TEXT PASSAGE:
——————————

Posted by PITHOCRATES - November 18th, 2012

Week in Review

National health care is very expensive.  And it’s more expensive if your population is aging.  Which the British population began doing after the inception of the National Health Service (NHS).  So fewer people were paying for more people as time went on.  Making it very difficult to provide health care for everyone.  As the population aged further the British had to ration service.  And increase wait times.  As the cost pressures of an aging population weighed heavily on the NHS.  Struggling under these cost pressures, the NHS had no choice but to make massive budget costs through increased efficiencies.  Looking for some £20 billion ($31.8 billion) in savings.  How has that worked?  It’s turning police cars intro ambulances (see Shocking state of the NHS: Half a million patients forced to wait 30 minutes on trolleys before admission to A&E by Jo Macfarlane and Brendan Carlin posted 11/17/2012 on the Daily Mail).

The number of seriously ill patients forced to wait more than half an hour on trolleys and in ambulances before being admitted to accident and emergency has rocketed by up to 300 per cent in just 12 months.

Figures uncovered in an investigation by The Mail on Sunday reveal mounting delays for 999 patients at hospitals across the country as casualty units struggle to cope with Government cuts and the closure and downgrading of other A&E wards.

Nearly half a million patients brought into casualty by ambulance last year were left for half an hour or more in vehicles or in corridors before they were officially admitted.

Several hundred waited longer than two hours. Guidelines state that patients should be handed over to A&E staff within 15 minutes of arrival at a hospital…

Most trusts said the number of patients waiting more than 30 minutes had soared by an average of  25 per cent in the past year.

But in the North East the numbers increased by 294 per cent, and in London by nearly 50 per cent…

‘The long waits are bad news for patients and for ambulance crews who are stuck outside hospitals where they are unavailable for new emergency calls.

‘The Government needs to think about the consequences of their demand for £20 billion in so-called efficiency savings from the NHS because the result is clear – patients are suffering.’

In London, one of the worst affected areas, campaigners are warning that the situation will get worse if proposals to close eight A&Es are approved, sending patients to already-struggling departments elsewhere. The London Ambulance Service revealed that 42,248  patients waited outside hospitals for longer than 30 minutes during 2011/12 – a rise of 47 per cent in 12 months – and 10,053 waited more than 45 minutes.

——————————

TASK DESCRIPTION: Transcribe the post on NHS emergency waits word for word, from "Figures uncovered in" up to and including "other A&E wards.". The items play no part in this.

Stored data entries:
——————————

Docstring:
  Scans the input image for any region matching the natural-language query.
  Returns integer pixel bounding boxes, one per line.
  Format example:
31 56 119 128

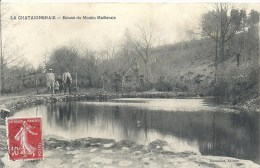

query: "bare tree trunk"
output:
219 37 225 62
214 41 218 84
0 0 4 96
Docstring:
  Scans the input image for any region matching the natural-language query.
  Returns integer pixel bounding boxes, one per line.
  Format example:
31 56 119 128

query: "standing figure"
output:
46 69 55 94
62 68 72 94
14 121 37 156
54 80 60 94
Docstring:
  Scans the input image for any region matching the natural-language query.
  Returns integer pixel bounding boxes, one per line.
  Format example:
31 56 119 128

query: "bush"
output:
155 81 172 92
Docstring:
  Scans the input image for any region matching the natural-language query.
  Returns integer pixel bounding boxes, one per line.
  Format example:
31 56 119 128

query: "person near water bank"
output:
46 69 55 94
62 68 72 94
54 80 60 94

——————————

ANSWER TO THIS TASK:
Figures uncovered in an investigation by The Mail on Sunday reveal mounting delays for 999 patients at hospitals across the country as casualty units struggle to cope with Government cuts and the closure and downgrading of other A&E wards.